# 掲載本文
*-*-*
第3章 種類別、投資信託の特徴を知る

コラム:相談窓口で情報収集できたことなんてない

僕は、投資信託の情報を集めるために何度か証券会社や銀行の窓口をたずねたことがあるのですが、残念ながらいままでいちども「なるほど、そうですか」という適切な説明を受けたことがありません。

しかも、最近は以前にも増して、銀行や証券会社の相談窓口で投資信託の情報を集めることが難しくなってきていると感じます。

それはなぜかというと、相談窓口がコンサルティング化して、商品説明から遠ざかっている感じがするためです。実際に僕が相談窓口で経験している会話を、フィクションとして再現してみましょう。

相談カウンターに座る僕。
「すいません、投資信託について教えてもらいたいのですが」
「はい、どういったことでしょう」
「日本の株式に投資する投資信託で、こちらで扱っている商品について教えてもらえませんか」

「分かりました、ではまずこちらのアンケートにお答えいただけませんか?」
「いえ、こちらで扱っている投資信託のパンフレットと報告書などの情報を教えてほしいだけなのですが」
「まずお客様の投資経験やリスク許容度などを把握してからでないと、個別の商品のご紹介ができないことになっております」
「今日買いたい、というわけではなくて、個別の商品についての情報を知りたいだけなのですが」
「すいません。個別の商品のご紹介だけというのはできない決まりになっておりまして」

しぶしぶアンケートに答えます。こんなアンケートです。
1.投資信託を購入したことはありますか? YES
2.株式投資の経験はありますか? YES
3.投資するお金は何年後かに使う予定がありますか? NO
4.投資方針として次のどれがあてはまりますか?
(a-絶対損したくない、b-多少の損は覚悟しても儲けたい c-損する可能性があってもかまわないので大きく儲けたい) c
5.投資も目的は? 老後の資金

「ありがとうございます」
カチカチカチ(アンケートの結果を機械で読み込んでいる)
「こちらがお客様の診断シートになります。お客様のリスク許容度はAですね」
「いや診断はいいので、日本の株式に投資する投資信託で、信託報酬が2%以下の商品があればパンフレットを持って帰りたいのですが」
*-*-*
# 提供データ
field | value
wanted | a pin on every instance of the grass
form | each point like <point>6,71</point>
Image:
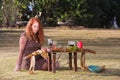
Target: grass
<point>105,42</point>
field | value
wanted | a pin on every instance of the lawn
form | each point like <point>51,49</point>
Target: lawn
<point>105,42</point>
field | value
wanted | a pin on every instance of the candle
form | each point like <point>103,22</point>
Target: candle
<point>79,44</point>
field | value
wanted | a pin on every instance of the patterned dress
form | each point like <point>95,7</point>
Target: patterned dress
<point>31,46</point>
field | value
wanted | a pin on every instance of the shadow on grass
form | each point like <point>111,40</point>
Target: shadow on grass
<point>107,72</point>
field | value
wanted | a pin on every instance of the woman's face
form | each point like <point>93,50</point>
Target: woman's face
<point>35,27</point>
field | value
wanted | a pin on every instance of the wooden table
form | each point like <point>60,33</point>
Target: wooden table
<point>52,58</point>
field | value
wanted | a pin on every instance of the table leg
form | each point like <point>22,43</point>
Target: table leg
<point>70,61</point>
<point>53,63</point>
<point>49,62</point>
<point>75,61</point>
<point>83,60</point>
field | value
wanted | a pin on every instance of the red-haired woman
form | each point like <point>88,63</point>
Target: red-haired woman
<point>31,40</point>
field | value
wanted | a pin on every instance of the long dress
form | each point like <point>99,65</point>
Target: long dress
<point>31,46</point>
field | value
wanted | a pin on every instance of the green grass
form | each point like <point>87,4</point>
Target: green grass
<point>105,42</point>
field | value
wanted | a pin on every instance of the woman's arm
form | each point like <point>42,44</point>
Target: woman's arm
<point>22,43</point>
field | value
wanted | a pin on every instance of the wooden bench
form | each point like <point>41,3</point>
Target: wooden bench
<point>52,57</point>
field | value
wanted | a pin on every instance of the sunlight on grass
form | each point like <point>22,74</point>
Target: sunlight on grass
<point>105,42</point>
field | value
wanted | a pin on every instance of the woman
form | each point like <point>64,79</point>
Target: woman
<point>31,40</point>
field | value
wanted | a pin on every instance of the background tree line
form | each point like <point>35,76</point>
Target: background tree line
<point>88,13</point>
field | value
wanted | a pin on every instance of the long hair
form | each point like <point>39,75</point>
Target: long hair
<point>39,36</point>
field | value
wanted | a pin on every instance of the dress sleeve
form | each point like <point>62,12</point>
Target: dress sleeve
<point>22,43</point>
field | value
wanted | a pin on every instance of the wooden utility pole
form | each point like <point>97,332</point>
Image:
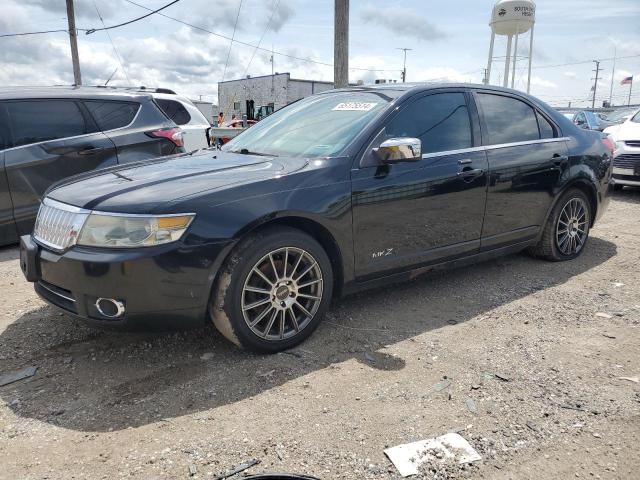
*-*-*
# 設問の指示
- A) 投資信託の相談窓口に関するコラムでは、銀行や証券会社の相談窓口で投資信託の情報を集めることが最近いっそう難しくなってきたと述べられています。その理由としてコラムが挙げている点を、一文から三文で説明してください。
- B) 投資信託の相談窓口に関するコラムから、「僕は、投資信託の情報を集める」で始まり「きないことになっております」」で終わる箇所を、一字一句変えずに書き写してください。
記録は本文とは別の出典から採られたものです。

# 設問別の解答
- A) 相談窓口がコンサルティング化し、商品説明から遠ざかっているように感じられるためです。

- B)
僕は、投資信託の情報を集めるために何度か証券会社や銀行の窓口をたずねたことがあるのですが、残念ながらいままでいちども「なるほど、そうですか」という適切な説明を受けたことがありません。

しかも、最近は以前にも増して、銀行や証券会社の相談窓口で投資信託の情報を集めることが難しくなってきていると感じます。

それはなぜかというと、相談窓口がコンサルティング化して、商品説明から遠ざかっている感じがするためです。実際に僕が相談窓口で経験している会話を、フィクションとして再現してみましょう。

相談カウンターに座る僕。
「すいません、投資信託について教えてもらいたいのですが」
「はい、どういったことでしょう」
「日本の株式に投資する投資信託で、こちらで扱っている商品について教えてもらえませんか」

「分かりました、ではまずこちらのアンケートにお答えいただけませんか?」
「いえ、こちらで扱っている投資信託のパンフレットと報告書などの情報を教えてほしいだけなのですが」
「まずお客様の投資経験やリスク許容度などを把握してからでないと、個別の商品のご紹介ができないことになっております」